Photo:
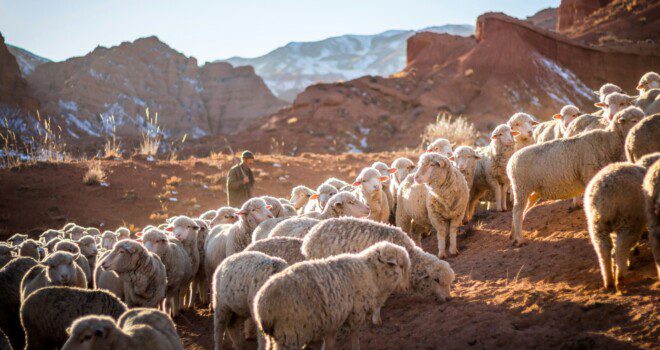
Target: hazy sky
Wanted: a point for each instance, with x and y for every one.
(209, 30)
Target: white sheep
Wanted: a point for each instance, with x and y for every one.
(429, 276)
(141, 272)
(561, 168)
(614, 206)
(370, 192)
(311, 300)
(235, 283)
(138, 329)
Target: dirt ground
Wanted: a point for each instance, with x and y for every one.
(546, 294)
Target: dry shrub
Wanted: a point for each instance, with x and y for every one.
(457, 130)
(94, 175)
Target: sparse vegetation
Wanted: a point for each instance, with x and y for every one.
(458, 130)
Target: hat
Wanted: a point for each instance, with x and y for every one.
(247, 155)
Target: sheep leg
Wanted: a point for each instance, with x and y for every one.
(603, 246)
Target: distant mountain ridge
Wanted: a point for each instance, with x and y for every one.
(289, 69)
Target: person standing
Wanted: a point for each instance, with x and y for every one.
(240, 181)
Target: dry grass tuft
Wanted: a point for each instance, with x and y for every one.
(457, 130)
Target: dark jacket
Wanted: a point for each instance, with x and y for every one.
(238, 192)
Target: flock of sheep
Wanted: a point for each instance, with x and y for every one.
(303, 268)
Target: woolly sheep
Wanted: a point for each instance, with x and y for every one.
(141, 272)
(10, 289)
(71, 247)
(17, 239)
(651, 191)
(138, 329)
(370, 192)
(48, 312)
(311, 300)
(643, 138)
(490, 174)
(523, 124)
(235, 284)
(559, 169)
(648, 81)
(178, 267)
(442, 146)
(287, 248)
(556, 128)
(614, 206)
(58, 269)
(429, 276)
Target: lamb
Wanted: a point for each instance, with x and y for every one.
(651, 191)
(71, 247)
(523, 124)
(643, 138)
(287, 248)
(556, 128)
(48, 312)
(442, 146)
(300, 196)
(311, 300)
(429, 276)
(231, 239)
(178, 267)
(370, 192)
(10, 302)
(614, 205)
(141, 272)
(108, 240)
(58, 269)
(138, 329)
(17, 239)
(572, 163)
(235, 284)
(648, 81)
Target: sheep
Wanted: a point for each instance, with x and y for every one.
——————————
Your task | Reproduce each line above that contains "sheep".

Solution to the problem |
Target: white sheep
Target: sheep leg
Target: flock of sheep
Target: woolly sheep
Target: sheep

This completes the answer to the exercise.